/---
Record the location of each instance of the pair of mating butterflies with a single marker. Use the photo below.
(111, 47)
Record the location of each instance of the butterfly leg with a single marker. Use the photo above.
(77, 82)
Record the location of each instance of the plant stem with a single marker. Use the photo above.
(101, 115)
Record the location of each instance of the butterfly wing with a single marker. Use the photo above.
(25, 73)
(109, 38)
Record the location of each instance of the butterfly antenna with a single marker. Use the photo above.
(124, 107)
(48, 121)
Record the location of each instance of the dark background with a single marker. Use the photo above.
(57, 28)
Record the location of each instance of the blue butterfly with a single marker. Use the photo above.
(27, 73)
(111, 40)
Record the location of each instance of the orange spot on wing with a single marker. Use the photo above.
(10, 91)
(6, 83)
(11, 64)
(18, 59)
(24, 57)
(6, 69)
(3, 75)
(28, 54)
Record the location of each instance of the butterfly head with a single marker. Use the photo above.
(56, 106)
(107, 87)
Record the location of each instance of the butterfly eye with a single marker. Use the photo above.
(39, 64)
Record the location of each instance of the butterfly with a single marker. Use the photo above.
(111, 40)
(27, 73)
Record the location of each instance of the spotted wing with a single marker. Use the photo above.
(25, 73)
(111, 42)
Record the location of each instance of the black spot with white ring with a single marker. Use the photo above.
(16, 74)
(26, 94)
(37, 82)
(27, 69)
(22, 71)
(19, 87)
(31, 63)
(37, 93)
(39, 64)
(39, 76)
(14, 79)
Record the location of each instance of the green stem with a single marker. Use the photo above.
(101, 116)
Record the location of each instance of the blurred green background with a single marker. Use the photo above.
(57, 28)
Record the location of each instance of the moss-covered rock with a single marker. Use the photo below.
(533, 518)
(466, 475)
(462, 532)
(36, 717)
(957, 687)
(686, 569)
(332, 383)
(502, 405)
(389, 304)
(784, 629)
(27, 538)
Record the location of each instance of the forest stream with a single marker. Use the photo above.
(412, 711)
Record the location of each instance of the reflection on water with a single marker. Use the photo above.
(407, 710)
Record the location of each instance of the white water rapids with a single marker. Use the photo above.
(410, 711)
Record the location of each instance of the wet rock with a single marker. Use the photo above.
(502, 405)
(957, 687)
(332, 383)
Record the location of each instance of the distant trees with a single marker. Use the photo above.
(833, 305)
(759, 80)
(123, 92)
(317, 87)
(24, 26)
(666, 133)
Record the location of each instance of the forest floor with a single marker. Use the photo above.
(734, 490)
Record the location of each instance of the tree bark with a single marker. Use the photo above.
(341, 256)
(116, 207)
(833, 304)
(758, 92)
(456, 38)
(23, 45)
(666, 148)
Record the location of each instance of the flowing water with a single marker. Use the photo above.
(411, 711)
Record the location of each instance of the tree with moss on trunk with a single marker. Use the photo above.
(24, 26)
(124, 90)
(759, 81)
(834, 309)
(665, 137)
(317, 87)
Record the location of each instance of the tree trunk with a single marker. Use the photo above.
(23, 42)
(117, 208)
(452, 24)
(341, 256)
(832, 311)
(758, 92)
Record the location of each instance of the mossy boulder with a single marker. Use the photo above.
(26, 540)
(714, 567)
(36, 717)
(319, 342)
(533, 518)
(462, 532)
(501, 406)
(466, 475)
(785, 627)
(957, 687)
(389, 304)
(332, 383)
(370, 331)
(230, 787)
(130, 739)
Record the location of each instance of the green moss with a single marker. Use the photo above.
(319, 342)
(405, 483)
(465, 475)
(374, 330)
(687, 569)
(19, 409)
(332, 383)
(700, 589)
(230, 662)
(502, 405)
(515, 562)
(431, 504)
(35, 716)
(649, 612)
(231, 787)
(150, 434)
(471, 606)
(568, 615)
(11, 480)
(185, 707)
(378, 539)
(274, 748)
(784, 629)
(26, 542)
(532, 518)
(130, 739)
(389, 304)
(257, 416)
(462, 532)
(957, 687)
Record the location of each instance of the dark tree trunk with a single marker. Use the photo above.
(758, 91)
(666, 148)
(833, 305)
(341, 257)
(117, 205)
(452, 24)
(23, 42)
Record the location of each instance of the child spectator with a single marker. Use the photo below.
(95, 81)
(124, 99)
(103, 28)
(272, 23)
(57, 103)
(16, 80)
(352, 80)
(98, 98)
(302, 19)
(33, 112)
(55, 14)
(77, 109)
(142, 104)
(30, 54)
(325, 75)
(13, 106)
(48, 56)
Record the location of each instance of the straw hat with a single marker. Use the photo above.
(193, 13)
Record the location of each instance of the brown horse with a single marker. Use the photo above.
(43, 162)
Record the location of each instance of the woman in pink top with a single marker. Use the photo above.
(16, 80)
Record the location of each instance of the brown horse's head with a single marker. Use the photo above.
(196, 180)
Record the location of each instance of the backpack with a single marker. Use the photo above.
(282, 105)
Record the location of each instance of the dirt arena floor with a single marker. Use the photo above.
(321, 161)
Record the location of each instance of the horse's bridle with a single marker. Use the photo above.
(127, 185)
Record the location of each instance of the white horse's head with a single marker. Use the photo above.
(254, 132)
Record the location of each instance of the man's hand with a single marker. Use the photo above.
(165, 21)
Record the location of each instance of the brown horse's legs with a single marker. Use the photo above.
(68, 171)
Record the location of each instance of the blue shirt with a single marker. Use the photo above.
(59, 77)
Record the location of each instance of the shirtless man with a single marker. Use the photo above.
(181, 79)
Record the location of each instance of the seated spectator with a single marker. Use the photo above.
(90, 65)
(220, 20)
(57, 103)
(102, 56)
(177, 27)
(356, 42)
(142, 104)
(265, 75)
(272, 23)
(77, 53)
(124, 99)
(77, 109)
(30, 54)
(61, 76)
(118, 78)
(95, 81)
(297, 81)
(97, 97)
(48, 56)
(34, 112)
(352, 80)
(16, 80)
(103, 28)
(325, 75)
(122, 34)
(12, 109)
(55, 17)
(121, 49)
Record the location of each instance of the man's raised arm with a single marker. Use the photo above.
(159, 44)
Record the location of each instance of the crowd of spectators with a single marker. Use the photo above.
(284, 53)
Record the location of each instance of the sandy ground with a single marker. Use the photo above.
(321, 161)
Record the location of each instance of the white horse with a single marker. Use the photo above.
\---
▶ **STATED PROBLEM**: Please copy all of the rows above word for word, changing nothing.

▶ **TASK SOLUTION**:
Record the location of each instance of the pair of mating butterflies with a single marker. Use the photo below.
(111, 47)
Record the location of each instance of the butterfly leg with a single marker. Use the photo above.
(77, 82)
Record the location of each instance of the plant stem with a single marker. Use the photo above.
(101, 115)
Record the location of each instance of the butterfly wing with a single marker. Use the photo above.
(25, 73)
(109, 38)
Record the location of each instance of the butterfly antenna with a single marker. Use the photo above.
(124, 107)
(48, 121)
Record the location of each instance of the dark background with a single marker. Use the photo above.
(57, 28)
Record the location of each instance of the blue butterfly with a single marker. Use the photo above.
(27, 73)
(111, 40)
Record the location of each instance of the orange spot on wing with a single marker. Use the photo above.
(10, 91)
(6, 83)
(11, 64)
(18, 59)
(24, 57)
(6, 69)
(3, 75)
(28, 54)
Record the location of each instance of the butterfly head with a single marker. Use the photo above.
(56, 106)
(107, 87)
Record the location of each instance of the butterfly eye with a single marker. Use the photo above.
(39, 64)
Record the location of each instance of the butterfly with a single marker. Use the photo above.
(111, 40)
(27, 73)
Record the location of each instance of the spotted wing with a single marker. Use the photo above.
(25, 73)
(111, 42)
Record the location of each instance of the black spot with white ring with a single marker. Use the photo above.
(16, 74)
(26, 94)
(37, 82)
(27, 69)
(22, 71)
(19, 87)
(31, 63)
(37, 93)
(39, 64)
(39, 76)
(14, 79)
Record the location of each instance of the green stem with a single marker. Use the photo above.
(101, 116)
Record the location of each instance of the blurred green background with a single marker. Use the photo above.
(57, 28)
Record the location of each instance of the moss-covered rock with a single marker. Use the photo below.
(533, 518)
(466, 475)
(462, 532)
(36, 717)
(957, 687)
(686, 569)
(332, 383)
(502, 405)
(389, 304)
(784, 629)
(27, 538)
Record the location of each instance of the forest stream with a single marker. Use the photo above.
(412, 711)
Record the location of each instance of the reflection on water with a single marker. Use the photo above.
(407, 710)
Record the location of each instance of the white water rapids with a single marker. Use the photo above.
(410, 711)
Record the location of each instance of the wet rock with a single marker. Use the photo above.
(502, 405)
(957, 687)
(332, 383)
Record the location of each instance of the distant trees with a single marker. Use the photo above.
(833, 305)
(759, 80)
(123, 92)
(317, 87)
(24, 26)
(666, 133)
Record the location of each instance of the forest floor with a single marker. Use the photo above.
(734, 490)
Record the location of each instance of the tree bark with a single marker. Use the photo above.
(341, 256)
(116, 207)
(833, 304)
(758, 92)
(456, 38)
(23, 45)
(666, 148)
Record the location of each instance of the flowing water with a single marker. Use the photo above.
(411, 711)
Record the location of each instance of the tree with moss on trunk with a single marker. Use the photo above.
(24, 26)
(124, 90)
(759, 81)
(834, 309)
(665, 137)
(317, 87)
Record the location of each instance of the tree trunk with a single marker. Use the photo above.
(23, 42)
(117, 208)
(452, 24)
(341, 256)
(832, 311)
(758, 92)
Record the location of each instance of the mossy boulder with a single marker. Use the photo above.
(26, 540)
(714, 567)
(36, 717)
(319, 342)
(533, 518)
(462, 532)
(501, 406)
(466, 475)
(785, 627)
(957, 687)
(389, 304)
(332, 383)
(370, 331)
(230, 787)
(130, 739)
Record the location of each instance of the green moss with a single marker. Use the photo above.
(319, 342)
(405, 483)
(465, 475)
(374, 330)
(687, 569)
(19, 409)
(332, 383)
(700, 589)
(230, 662)
(502, 405)
(515, 562)
(431, 504)
(35, 716)
(649, 612)
(231, 787)
(150, 434)
(471, 606)
(568, 615)
(11, 480)
(185, 707)
(378, 539)
(274, 748)
(784, 629)
(26, 542)
(532, 518)
(130, 739)
(389, 304)
(257, 416)
(462, 532)
(957, 687)
Record the location of each instance of the dark tree trunk with a single marker. Use the photo above.
(758, 91)
(666, 148)
(833, 305)
(341, 257)
(117, 205)
(452, 24)
(23, 42)
Record the location of each instance of the child spectator with a single marker. Use the photo below.
(95, 81)
(124, 99)
(103, 28)
(272, 23)
(57, 103)
(16, 80)
(352, 80)
(98, 98)
(302, 19)
(33, 112)
(55, 14)
(77, 109)
(142, 104)
(30, 54)
(325, 75)
(13, 106)
(48, 56)
Record the location of each instance of the straw hat with a single marker. Use the photo above.
(193, 13)
Record the location of each instance of the brown horse with a single marker. Use the photo above.
(43, 162)
Record the location of each instance of the woman in pink top with a single marker. Use the photo above.
(16, 80)
Record the location of each instance of the brown horse's head with a single marker. Use the photo above.
(196, 180)
Record the location of each instance of the backpack with a single marker. Use the photo above.
(282, 105)
Record the location of each instance of the dirt arena floor with a single marker. Use the photo above.
(321, 161)
Record the location of each instance of the horse's bridle with a single marker. Use the photo above.
(127, 185)
Record the location of each instance of the white horse's head with a single marker. Use the photo above.
(254, 132)
Record the location of each instance of the man's hand with a single marker. Use the photo above.
(165, 21)
Record the location of each instance of the brown horse's legs with a single marker. Use the photo above.
(68, 171)
Record the location of each instance of the blue shirt with a single marker. Use the photo above.
(59, 77)
Record the location of each instance of the shirtless man with a single marker. Use the photo above.
(181, 79)
Record the location of each instance of the seated spectator with a single marker. Use the photo above.
(90, 65)
(220, 20)
(57, 103)
(102, 56)
(177, 27)
(356, 42)
(142, 104)
(265, 75)
(272, 23)
(77, 53)
(124, 99)
(77, 109)
(30, 54)
(61, 76)
(118, 78)
(95, 81)
(297, 81)
(97, 97)
(48, 56)
(34, 112)
(352, 80)
(16, 80)
(103, 28)
(325, 75)
(122, 34)
(12, 109)
(55, 17)
(121, 49)
Record the location of each instance of the man's raised arm with a single marker. Use the photo above.
(159, 44)
Record the location of each instance of the crowd of spectators with a single marker. Use the photo above.
(284, 53)
Record the location of each instance of the sandy ground with a single marker. Use the photo above.
(321, 161)
Record the location of each instance of the white horse with a single marker. Use the photo above.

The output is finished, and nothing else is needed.